Data under study »
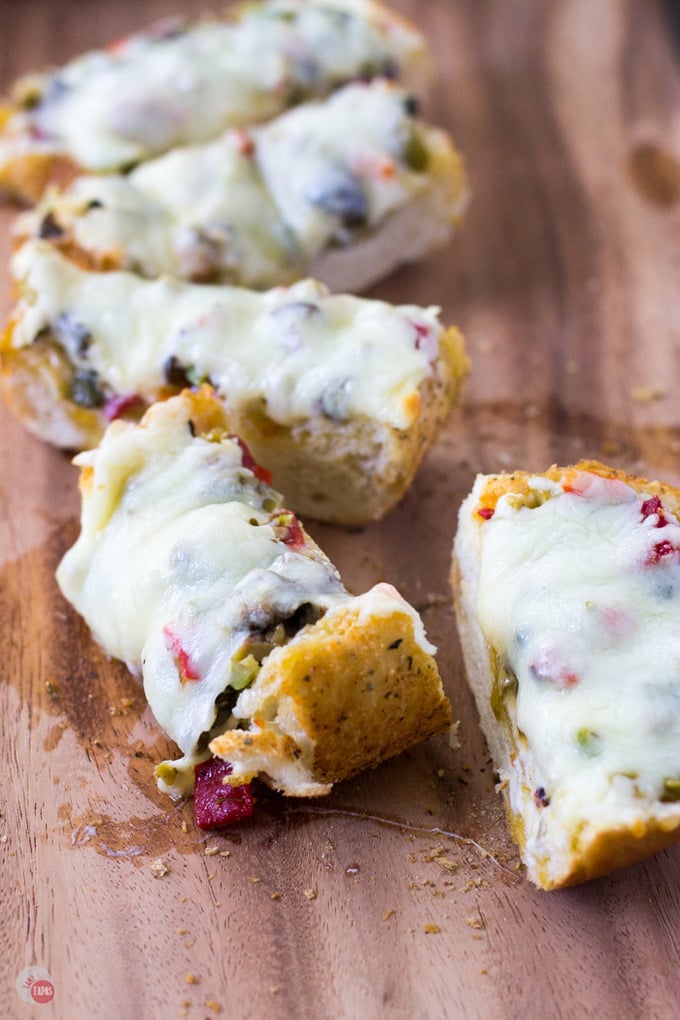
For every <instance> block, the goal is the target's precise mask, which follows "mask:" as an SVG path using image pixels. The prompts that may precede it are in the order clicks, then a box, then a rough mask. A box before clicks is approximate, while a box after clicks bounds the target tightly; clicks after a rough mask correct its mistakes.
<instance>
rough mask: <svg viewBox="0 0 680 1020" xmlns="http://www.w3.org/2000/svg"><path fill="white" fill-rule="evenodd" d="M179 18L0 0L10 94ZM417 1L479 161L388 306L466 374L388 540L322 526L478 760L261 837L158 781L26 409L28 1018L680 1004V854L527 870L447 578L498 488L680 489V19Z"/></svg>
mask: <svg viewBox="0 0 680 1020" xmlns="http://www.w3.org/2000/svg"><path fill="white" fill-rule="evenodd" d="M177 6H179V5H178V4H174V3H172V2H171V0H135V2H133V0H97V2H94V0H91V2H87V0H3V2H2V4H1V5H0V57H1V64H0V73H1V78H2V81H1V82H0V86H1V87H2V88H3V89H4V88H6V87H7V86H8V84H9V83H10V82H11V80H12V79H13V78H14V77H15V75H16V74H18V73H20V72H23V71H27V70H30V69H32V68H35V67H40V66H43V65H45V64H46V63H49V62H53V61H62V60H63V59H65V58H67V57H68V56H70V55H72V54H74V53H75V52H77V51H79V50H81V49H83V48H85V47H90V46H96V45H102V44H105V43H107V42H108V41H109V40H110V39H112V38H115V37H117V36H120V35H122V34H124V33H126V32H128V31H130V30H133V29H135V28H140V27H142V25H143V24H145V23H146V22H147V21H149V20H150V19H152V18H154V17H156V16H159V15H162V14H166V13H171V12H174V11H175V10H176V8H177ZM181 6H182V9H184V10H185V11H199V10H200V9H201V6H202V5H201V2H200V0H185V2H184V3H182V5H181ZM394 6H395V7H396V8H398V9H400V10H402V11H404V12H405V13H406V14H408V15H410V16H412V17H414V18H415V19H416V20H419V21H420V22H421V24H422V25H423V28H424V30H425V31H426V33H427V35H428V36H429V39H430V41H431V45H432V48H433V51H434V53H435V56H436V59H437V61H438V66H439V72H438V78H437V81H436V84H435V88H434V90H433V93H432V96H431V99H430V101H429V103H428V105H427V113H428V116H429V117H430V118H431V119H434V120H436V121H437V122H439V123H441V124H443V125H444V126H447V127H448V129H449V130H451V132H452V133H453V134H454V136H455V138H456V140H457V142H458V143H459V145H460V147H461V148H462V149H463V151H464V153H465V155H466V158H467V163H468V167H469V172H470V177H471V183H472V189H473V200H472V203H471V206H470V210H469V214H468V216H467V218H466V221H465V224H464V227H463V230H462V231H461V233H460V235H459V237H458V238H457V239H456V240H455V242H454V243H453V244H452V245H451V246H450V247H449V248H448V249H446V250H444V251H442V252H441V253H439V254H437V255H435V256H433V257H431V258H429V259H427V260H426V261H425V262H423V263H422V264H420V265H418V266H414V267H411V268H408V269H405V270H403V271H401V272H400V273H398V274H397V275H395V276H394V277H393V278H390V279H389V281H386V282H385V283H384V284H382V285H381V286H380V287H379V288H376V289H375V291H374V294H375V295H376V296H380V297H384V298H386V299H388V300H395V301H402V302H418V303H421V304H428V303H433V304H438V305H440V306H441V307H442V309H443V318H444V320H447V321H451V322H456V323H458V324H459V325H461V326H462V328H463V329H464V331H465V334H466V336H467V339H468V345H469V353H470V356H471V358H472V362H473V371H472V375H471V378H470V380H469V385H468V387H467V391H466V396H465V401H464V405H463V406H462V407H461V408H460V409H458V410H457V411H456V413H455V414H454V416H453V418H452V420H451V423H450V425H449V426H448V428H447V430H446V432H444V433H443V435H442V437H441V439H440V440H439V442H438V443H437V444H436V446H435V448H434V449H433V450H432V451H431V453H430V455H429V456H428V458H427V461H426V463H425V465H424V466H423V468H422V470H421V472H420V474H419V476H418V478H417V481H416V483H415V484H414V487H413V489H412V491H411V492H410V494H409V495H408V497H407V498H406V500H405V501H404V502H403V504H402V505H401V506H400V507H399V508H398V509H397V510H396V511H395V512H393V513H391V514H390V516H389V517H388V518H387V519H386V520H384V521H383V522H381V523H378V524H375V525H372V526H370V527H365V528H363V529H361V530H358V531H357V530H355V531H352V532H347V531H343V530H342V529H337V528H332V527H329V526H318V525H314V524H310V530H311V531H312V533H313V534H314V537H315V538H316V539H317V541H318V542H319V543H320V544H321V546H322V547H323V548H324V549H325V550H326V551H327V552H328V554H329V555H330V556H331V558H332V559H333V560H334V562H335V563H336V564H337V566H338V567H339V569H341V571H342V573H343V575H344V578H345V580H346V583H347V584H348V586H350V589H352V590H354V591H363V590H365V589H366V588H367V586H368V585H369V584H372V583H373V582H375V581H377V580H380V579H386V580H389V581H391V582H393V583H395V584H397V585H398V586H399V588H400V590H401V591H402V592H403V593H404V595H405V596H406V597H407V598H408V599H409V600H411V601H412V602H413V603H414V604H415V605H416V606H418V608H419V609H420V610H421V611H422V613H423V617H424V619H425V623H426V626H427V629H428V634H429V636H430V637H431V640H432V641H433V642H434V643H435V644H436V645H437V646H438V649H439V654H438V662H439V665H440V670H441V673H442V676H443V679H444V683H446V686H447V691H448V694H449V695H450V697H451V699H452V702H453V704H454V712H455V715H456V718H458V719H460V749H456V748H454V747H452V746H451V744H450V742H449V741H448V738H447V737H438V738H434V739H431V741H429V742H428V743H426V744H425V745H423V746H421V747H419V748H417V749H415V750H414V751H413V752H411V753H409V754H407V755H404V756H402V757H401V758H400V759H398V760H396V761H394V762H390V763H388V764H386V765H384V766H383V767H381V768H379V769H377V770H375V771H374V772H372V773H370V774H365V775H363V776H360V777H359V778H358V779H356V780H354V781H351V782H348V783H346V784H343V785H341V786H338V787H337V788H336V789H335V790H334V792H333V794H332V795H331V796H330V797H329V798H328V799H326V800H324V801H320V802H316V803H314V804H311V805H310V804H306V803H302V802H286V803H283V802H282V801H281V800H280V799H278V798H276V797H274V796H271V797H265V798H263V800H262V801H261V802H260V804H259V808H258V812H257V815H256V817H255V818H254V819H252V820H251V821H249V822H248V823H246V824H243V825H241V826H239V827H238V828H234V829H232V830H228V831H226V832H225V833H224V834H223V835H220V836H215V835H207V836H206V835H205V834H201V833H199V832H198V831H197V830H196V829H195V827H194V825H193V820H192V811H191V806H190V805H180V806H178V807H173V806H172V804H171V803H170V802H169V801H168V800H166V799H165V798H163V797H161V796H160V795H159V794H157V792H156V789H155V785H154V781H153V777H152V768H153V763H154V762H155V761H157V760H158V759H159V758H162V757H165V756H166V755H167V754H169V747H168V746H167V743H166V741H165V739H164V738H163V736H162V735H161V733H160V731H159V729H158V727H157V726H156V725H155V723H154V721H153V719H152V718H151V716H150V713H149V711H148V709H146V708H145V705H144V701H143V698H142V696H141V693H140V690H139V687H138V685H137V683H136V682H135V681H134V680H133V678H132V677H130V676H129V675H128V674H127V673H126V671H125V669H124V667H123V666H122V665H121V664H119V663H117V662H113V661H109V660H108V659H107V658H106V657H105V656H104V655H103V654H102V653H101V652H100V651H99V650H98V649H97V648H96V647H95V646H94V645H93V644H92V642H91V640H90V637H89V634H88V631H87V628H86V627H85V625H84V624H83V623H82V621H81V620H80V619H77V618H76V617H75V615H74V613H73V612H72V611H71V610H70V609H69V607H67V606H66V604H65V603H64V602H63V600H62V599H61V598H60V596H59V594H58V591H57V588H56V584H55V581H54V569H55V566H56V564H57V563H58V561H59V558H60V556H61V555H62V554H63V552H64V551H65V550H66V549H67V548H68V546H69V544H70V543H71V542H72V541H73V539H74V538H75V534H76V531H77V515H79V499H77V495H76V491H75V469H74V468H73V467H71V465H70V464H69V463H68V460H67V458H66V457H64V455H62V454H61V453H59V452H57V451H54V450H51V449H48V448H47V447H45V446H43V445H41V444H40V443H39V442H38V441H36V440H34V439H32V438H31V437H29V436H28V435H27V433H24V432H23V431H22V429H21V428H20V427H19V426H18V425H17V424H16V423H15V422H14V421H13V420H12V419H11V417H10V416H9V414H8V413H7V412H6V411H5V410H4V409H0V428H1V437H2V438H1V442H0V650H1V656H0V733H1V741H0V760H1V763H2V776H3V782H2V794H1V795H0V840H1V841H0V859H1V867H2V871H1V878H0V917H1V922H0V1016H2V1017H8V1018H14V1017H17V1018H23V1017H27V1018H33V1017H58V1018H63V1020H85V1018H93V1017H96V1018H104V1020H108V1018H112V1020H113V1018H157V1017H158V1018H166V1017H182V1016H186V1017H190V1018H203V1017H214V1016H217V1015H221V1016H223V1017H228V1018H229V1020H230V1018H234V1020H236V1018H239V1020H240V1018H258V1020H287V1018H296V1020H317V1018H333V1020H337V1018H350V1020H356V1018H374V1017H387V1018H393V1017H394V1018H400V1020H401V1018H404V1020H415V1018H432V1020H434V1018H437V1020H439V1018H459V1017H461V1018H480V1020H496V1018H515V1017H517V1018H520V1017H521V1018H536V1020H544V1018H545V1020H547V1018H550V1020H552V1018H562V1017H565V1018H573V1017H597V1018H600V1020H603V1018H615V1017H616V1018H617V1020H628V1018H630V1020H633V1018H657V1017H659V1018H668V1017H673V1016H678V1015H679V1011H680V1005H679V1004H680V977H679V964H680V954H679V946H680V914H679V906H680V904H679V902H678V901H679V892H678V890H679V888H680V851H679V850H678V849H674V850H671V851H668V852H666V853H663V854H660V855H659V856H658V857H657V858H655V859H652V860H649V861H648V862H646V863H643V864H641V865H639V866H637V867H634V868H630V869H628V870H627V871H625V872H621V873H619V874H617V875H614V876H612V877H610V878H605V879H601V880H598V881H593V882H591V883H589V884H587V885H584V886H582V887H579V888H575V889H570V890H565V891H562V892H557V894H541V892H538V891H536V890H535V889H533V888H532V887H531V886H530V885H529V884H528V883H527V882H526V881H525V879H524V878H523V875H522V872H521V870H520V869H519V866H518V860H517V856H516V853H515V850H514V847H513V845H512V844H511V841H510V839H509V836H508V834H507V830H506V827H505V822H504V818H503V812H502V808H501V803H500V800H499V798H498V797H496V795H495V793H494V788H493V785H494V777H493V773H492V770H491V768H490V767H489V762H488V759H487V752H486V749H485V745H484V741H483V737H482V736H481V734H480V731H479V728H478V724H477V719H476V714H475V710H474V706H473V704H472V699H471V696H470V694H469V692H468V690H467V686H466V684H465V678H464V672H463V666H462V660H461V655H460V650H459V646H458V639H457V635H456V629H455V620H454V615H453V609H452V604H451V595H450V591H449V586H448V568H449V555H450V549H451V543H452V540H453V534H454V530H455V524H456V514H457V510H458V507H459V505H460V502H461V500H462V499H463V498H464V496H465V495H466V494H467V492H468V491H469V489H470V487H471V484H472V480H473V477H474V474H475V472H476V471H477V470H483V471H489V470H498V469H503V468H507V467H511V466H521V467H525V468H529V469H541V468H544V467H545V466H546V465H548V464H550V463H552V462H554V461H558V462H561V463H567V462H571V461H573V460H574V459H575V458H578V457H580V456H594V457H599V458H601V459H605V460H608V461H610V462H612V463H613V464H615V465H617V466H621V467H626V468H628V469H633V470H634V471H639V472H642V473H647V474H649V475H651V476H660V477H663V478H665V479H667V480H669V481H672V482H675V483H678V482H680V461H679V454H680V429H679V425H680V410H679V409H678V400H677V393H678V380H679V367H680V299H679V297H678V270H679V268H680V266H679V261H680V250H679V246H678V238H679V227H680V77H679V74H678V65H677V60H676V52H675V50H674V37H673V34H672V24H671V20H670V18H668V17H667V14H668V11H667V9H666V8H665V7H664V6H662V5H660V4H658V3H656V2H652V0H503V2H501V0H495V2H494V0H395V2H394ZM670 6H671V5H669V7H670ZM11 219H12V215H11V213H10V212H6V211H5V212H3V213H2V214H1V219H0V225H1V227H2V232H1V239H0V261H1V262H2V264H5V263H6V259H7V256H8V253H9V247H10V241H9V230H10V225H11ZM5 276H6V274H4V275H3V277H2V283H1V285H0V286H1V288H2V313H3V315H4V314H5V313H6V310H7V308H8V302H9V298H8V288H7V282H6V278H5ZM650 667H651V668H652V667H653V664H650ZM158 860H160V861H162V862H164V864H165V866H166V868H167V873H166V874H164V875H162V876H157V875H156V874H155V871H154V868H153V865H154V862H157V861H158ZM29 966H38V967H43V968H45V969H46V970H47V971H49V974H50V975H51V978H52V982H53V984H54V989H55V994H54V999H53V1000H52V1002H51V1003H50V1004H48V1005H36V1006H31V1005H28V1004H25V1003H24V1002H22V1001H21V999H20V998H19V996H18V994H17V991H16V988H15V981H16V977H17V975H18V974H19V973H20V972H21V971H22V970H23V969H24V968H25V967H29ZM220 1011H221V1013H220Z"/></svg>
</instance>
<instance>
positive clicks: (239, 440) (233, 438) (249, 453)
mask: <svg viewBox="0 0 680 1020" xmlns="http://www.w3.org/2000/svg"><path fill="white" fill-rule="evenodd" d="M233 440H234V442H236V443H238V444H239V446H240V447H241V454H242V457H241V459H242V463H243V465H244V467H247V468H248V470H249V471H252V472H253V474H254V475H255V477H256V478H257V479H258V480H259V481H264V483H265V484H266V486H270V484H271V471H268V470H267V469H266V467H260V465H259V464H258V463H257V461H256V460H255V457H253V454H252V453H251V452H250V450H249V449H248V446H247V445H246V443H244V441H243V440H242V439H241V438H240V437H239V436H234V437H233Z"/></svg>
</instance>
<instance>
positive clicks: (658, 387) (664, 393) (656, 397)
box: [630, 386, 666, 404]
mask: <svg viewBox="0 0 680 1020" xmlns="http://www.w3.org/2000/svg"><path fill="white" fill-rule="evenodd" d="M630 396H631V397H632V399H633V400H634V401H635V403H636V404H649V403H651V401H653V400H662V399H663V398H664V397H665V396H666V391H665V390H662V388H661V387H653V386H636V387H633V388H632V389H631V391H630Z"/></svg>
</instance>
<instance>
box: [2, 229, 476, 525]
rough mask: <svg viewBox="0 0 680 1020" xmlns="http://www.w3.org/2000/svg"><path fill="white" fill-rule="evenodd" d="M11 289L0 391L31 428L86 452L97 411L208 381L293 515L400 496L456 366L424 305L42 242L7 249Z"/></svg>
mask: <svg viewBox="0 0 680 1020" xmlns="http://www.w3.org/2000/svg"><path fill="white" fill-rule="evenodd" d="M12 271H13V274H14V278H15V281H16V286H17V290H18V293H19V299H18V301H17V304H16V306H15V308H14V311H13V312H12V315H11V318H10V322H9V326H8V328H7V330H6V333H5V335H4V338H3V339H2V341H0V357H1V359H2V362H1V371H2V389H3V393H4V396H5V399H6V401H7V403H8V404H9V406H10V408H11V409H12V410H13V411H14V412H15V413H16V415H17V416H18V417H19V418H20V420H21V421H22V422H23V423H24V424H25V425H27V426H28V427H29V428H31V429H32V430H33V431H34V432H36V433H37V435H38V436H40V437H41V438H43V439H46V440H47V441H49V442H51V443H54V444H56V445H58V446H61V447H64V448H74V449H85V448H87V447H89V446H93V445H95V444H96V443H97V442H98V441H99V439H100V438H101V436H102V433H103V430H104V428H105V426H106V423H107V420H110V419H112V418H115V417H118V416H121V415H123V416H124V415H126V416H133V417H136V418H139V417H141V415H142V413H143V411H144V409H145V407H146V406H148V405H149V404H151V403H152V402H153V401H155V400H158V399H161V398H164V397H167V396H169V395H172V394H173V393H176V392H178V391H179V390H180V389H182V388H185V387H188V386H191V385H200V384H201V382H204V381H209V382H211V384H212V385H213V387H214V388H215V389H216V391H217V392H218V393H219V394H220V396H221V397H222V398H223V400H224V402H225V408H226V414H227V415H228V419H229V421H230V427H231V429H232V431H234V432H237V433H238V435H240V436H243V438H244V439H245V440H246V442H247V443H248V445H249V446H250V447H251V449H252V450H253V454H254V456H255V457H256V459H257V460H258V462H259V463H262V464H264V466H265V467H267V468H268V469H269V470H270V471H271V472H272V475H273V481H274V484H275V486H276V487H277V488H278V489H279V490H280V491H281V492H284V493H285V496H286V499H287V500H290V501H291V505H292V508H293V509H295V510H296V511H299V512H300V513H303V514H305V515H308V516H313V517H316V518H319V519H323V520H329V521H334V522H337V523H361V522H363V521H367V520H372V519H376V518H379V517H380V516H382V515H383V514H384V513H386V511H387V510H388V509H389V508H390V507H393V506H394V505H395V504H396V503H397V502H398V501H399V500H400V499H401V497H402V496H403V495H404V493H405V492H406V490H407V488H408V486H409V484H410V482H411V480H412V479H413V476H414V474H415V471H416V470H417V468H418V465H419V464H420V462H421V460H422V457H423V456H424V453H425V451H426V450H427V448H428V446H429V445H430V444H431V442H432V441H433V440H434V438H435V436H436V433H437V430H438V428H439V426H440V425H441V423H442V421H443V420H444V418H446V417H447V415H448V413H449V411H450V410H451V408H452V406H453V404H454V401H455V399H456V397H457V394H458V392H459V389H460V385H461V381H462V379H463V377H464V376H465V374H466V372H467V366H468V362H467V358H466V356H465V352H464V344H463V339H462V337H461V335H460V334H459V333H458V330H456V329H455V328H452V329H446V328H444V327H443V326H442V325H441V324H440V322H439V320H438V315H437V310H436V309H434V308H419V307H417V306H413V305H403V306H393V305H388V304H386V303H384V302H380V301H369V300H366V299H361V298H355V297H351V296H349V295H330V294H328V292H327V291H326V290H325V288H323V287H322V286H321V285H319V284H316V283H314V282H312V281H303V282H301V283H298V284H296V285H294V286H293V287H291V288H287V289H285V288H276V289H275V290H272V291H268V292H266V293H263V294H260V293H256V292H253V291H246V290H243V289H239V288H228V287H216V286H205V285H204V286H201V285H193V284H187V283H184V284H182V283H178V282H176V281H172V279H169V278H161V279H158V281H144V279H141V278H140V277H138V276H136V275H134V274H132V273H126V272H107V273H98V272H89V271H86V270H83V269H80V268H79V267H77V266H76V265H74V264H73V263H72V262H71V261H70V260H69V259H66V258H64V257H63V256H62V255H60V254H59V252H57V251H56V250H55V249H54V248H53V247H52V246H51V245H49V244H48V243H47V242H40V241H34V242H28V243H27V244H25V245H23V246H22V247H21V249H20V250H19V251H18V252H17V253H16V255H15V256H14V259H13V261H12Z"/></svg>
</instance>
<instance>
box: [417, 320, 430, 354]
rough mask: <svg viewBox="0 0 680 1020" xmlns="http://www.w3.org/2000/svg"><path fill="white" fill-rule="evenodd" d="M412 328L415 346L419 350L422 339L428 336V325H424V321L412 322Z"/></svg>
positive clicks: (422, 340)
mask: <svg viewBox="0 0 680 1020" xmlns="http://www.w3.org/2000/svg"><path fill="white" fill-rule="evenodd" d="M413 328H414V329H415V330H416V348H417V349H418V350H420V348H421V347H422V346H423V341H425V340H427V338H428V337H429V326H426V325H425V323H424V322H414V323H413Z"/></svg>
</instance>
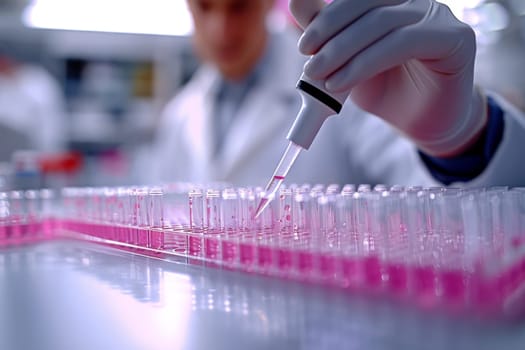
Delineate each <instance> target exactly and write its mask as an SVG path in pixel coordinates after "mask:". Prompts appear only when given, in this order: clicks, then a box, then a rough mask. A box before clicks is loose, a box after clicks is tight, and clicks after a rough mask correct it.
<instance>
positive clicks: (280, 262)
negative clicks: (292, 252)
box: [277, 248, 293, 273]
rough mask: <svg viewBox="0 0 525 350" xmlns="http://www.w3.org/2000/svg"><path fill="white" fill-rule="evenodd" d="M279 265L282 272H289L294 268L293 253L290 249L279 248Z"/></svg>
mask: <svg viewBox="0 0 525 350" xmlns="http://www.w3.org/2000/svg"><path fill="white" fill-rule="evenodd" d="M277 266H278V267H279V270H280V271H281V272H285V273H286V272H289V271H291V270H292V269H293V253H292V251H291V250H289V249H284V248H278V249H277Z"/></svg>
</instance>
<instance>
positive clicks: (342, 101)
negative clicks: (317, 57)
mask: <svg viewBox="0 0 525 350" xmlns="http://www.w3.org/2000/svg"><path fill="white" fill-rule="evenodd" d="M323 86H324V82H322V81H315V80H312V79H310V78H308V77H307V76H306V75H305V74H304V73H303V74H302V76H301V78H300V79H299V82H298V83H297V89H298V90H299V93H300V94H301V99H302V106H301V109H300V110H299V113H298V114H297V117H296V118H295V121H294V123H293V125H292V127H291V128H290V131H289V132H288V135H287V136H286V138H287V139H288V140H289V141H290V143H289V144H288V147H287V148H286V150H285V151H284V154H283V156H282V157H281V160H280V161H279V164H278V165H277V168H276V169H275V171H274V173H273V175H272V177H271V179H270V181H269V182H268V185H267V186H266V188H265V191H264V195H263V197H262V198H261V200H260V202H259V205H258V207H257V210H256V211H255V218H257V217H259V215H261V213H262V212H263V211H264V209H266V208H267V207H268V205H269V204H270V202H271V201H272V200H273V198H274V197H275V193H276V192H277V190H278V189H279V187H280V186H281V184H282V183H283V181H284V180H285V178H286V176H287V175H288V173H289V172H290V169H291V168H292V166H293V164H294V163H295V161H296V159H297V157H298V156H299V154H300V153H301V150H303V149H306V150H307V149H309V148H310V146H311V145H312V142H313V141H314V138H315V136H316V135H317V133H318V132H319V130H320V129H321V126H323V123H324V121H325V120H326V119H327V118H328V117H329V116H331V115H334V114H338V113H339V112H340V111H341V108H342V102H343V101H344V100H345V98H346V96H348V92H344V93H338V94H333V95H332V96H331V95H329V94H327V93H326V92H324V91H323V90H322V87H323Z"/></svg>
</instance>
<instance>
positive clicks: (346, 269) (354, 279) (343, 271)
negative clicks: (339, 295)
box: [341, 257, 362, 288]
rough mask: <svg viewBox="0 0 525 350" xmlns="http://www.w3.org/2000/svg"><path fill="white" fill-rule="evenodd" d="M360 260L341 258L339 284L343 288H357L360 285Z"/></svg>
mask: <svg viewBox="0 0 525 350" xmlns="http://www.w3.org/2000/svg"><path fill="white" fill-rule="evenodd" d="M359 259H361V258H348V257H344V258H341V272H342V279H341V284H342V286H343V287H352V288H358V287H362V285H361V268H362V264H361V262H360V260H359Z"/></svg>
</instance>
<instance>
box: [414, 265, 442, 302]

What to do »
Can you quote the lines word for word, starting at the very first one and stopping after the line that contains "18L0 0L10 94ZM417", with any pictures left out?

Answer section »
For every <instance> block, the goal is the target's precise mask, which follows "mask:" as an SVG path using image pixels. The prompts that may precede it are in the order clicks, then a box, then a rough mask. A box before clicks is approximate, while a box after clicks bounds the target tightly; clicks after a rough mask correct its mistakes.
<instance>
rough mask: <svg viewBox="0 0 680 1020" xmlns="http://www.w3.org/2000/svg"><path fill="white" fill-rule="evenodd" d="M179 18L0 0L10 94ZM417 1L479 161L388 306L466 374L388 540L322 526L478 760L261 837L158 781L26 409L28 1018L680 1004V854L527 870L447 578L498 488L680 489V19Z"/></svg>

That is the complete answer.